§ Polecenie pisemne 1: Na jakich warunkach, według fragmentu źródłowego, każdy naród chce pokoju?
§ Polecenie pisemne 2: Przytocz dosłownie tę część fragmentu źródłowego, która otwiera się słowami zawierającymi "Żadne słowo lub", a zamyka słowami "na własnych warunkach.".

§ Fragment źródłowy:
________________________

Żadne słowo lub wyrażenie nie mogą dostatecznie określić chaotycznych i niepokojących warunków, jakie dziś panują na świecie. Nie ma różnicy, na jaką część społeczeństwa patrzymy, wszędzie znajdujemy zaburzenia, cierpienia, niepewność i bojaźń. Mamy Organizację Narodów Zjednoczonych, lecz narody nigdy nie były w niej zjednoczone. Jest to prawdą, zwłaszcza względem nowych i małych narodów, tak jak w Afryce i Azji. Niewątpliwie istnieje pragnienie pokoju ze strony wszystkich narodów, lecz każdy naród, duży lub mały, chce go na własnych warunkach.

________________________

§ Przedstawione dane:
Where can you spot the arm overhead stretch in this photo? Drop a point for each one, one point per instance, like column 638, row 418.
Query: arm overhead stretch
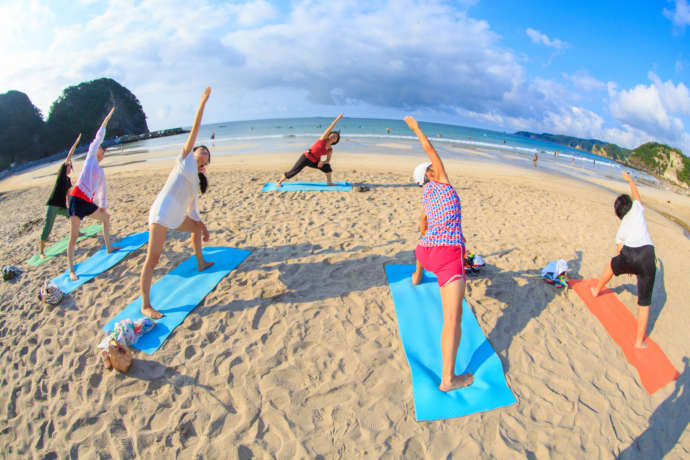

________________________

§ Pełna odpowiedź 1: Każdy naród, duży lub mały, chce pokoju na własnych warunkach.

§ Pełna odpowiedź 2:
Żadne słowo lub wyrażenie nie mogą dostatecznie określić chaotycznych i niepokojących warunków, jakie dziś panują na świecie. Nie ma różnicy, na jaką część społeczeństwa patrzymy, wszędzie znajdujemy zaburzenia, cierpienia, niepewność i bojaźń. Mamy Organizację Narodów Zjednoczonych, lecz narody nigdy nie były w niej zjednoczone. Jest to prawdą, zwłaszcza względem nowych i małych narodów, tak jak w Afryce i Azji. Niewątpliwie istnieje pragnienie pokoju ze strony wszystkich narodów, lecz każdy naród, duży lub mały, chce go na własnych warunkach.